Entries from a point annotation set

——————

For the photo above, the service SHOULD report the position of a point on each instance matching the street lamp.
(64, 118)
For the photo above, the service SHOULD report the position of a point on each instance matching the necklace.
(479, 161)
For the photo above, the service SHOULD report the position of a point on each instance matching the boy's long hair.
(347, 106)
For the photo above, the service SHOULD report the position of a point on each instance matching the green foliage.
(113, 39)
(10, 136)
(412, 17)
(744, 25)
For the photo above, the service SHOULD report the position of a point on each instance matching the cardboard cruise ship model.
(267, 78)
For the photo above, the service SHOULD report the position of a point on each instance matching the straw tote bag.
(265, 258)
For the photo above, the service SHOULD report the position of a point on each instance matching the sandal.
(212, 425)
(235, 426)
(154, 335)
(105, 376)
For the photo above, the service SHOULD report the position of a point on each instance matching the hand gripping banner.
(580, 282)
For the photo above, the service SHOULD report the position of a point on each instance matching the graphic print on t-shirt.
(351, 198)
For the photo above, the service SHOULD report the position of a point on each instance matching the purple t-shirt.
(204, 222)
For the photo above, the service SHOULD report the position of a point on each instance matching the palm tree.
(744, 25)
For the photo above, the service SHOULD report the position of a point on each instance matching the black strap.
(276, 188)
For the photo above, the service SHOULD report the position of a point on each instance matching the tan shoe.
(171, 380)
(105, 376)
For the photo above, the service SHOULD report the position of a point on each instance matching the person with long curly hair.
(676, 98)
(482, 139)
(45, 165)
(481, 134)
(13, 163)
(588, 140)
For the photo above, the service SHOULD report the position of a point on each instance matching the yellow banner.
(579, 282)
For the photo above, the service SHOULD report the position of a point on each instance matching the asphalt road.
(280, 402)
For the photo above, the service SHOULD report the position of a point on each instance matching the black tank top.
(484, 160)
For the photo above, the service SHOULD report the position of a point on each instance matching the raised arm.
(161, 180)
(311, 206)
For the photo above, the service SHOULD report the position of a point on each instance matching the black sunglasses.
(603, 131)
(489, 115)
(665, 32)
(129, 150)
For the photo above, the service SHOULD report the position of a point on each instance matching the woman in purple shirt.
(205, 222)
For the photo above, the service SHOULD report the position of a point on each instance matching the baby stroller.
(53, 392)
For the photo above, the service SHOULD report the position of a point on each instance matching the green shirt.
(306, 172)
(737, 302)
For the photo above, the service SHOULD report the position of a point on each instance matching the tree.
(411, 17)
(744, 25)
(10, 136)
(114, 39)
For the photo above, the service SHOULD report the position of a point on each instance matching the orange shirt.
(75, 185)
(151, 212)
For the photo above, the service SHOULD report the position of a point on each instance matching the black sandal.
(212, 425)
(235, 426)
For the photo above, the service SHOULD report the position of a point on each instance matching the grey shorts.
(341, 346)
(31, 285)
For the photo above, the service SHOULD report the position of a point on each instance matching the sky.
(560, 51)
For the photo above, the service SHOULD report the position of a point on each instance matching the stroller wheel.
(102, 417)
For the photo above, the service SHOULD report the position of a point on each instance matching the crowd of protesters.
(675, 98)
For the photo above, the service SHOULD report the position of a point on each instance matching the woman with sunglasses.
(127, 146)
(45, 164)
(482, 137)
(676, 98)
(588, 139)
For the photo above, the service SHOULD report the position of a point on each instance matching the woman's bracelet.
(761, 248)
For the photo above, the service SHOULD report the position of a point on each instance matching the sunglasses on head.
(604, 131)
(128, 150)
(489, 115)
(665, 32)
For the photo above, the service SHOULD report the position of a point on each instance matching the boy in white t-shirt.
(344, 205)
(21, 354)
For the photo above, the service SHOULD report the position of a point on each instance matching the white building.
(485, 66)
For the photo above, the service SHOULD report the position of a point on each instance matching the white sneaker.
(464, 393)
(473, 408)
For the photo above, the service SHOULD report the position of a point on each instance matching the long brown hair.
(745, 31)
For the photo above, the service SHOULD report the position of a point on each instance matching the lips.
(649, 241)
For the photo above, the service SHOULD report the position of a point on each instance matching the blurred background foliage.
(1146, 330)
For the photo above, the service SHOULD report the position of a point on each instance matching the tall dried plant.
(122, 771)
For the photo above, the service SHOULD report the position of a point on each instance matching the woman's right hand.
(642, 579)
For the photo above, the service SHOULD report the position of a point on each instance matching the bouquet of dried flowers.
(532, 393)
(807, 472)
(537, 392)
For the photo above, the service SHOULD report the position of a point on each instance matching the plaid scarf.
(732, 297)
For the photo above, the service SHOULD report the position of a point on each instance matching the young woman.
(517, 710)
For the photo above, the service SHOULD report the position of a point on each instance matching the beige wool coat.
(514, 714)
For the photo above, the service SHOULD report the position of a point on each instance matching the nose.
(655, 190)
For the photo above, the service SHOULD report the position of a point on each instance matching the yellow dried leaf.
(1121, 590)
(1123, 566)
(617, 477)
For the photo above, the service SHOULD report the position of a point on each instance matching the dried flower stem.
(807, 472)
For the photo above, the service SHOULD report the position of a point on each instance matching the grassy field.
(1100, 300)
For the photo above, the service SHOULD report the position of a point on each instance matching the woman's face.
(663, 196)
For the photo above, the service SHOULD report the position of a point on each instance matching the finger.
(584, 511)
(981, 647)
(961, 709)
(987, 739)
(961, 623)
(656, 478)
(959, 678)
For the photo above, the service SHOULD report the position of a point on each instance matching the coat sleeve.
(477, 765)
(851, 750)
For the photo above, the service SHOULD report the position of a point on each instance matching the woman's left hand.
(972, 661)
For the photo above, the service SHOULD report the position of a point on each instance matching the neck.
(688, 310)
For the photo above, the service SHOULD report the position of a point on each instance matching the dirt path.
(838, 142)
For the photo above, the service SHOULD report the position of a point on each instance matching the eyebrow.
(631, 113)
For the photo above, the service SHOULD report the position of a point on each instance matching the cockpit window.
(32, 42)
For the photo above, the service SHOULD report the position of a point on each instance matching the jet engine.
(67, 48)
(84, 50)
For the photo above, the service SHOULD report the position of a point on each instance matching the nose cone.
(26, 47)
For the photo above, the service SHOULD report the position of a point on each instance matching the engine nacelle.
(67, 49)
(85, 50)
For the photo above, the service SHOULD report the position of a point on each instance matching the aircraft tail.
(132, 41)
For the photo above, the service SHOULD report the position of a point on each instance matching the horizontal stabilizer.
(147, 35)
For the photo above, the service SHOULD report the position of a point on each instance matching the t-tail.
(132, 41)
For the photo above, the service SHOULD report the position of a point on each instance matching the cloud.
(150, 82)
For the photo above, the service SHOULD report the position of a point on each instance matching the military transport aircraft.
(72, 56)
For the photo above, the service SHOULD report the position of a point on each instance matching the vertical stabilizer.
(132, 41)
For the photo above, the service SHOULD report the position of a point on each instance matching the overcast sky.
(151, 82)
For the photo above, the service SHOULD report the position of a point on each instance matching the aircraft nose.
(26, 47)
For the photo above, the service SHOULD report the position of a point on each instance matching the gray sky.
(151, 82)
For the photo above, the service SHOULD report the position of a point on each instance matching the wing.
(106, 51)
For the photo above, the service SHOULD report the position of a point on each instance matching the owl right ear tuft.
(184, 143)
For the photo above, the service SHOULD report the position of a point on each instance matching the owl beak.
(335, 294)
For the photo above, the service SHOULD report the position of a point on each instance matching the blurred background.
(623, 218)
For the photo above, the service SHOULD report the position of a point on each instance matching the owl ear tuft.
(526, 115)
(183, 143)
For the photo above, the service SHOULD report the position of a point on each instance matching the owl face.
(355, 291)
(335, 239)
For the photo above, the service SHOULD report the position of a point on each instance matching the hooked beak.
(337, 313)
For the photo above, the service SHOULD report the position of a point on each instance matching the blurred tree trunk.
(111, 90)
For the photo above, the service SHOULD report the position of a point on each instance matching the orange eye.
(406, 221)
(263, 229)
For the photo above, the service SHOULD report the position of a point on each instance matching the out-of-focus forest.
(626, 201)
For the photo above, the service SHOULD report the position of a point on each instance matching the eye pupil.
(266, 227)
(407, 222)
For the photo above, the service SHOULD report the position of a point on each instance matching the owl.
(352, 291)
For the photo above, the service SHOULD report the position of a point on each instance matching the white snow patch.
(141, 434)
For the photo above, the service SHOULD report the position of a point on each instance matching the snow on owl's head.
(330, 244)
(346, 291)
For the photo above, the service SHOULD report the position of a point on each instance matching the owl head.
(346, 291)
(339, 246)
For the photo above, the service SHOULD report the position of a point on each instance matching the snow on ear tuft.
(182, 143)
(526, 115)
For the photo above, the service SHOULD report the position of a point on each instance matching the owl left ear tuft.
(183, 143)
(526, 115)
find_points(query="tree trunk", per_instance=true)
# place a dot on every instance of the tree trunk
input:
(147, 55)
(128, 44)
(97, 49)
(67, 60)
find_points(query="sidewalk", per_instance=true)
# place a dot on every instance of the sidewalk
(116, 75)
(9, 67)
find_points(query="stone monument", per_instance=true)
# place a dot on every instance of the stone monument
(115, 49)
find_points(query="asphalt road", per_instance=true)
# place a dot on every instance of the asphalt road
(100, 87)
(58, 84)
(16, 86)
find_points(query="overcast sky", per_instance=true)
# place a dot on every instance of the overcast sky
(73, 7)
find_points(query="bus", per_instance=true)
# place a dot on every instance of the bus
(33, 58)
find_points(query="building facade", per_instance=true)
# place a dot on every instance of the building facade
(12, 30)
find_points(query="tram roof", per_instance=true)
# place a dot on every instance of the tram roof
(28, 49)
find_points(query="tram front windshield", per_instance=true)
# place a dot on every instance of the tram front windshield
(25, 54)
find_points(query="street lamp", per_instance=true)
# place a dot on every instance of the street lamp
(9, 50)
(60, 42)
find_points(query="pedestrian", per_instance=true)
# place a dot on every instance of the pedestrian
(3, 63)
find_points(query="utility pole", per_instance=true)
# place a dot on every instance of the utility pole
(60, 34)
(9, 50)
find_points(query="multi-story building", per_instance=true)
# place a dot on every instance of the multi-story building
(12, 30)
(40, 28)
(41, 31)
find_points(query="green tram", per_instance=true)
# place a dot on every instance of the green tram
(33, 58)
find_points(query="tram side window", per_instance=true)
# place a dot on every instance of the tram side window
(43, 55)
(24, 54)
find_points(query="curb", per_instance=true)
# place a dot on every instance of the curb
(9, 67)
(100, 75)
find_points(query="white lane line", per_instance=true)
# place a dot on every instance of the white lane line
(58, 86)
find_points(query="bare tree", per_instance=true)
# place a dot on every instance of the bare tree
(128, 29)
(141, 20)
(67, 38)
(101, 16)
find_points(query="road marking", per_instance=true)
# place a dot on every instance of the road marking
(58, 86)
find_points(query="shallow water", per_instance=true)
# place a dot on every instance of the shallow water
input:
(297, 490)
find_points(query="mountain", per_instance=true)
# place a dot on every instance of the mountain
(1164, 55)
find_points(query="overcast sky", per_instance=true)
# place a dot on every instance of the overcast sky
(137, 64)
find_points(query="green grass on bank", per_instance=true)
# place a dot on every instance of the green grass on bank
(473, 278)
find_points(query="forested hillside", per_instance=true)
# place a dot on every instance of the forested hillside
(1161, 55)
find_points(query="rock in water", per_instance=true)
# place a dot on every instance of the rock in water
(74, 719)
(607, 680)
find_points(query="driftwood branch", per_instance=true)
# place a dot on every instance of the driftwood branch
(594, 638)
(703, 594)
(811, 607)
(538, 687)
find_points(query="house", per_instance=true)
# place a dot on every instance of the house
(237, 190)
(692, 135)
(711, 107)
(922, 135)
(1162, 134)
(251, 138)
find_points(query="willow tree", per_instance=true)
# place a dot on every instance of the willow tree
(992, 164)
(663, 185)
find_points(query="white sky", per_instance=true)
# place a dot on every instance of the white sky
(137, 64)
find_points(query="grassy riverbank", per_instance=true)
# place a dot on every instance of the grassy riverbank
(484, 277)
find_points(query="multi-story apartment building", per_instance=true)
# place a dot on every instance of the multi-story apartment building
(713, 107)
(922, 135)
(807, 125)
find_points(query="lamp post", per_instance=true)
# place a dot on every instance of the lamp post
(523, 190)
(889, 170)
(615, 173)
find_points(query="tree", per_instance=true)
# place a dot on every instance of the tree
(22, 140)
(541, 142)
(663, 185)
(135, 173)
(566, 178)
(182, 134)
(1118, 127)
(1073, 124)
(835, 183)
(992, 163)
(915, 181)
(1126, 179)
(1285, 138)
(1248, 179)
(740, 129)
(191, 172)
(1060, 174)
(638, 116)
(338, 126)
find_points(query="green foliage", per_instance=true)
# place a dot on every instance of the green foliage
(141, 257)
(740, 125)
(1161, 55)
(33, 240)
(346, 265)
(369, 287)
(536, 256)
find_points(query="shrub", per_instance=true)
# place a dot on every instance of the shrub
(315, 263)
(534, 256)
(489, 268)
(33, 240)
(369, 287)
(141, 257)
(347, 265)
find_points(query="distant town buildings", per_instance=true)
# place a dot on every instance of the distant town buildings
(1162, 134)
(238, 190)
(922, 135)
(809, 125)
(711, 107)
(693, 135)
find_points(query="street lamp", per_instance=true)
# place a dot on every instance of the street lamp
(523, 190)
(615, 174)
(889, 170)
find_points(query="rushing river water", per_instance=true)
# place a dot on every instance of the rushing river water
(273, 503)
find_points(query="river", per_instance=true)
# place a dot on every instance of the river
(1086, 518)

——————

Extract every line of the material above that contains the string "water", matching case exactly.

find_points(query="shallow water", per_instance=true)
# place a dot on every instance of the shallow water
find_points(query="rock in water", per_instance=true)
# place a dot on every instance of the rock in water
find_points(query="rushing river water", per_instance=true)
# place a dot on every instance of the rushing river water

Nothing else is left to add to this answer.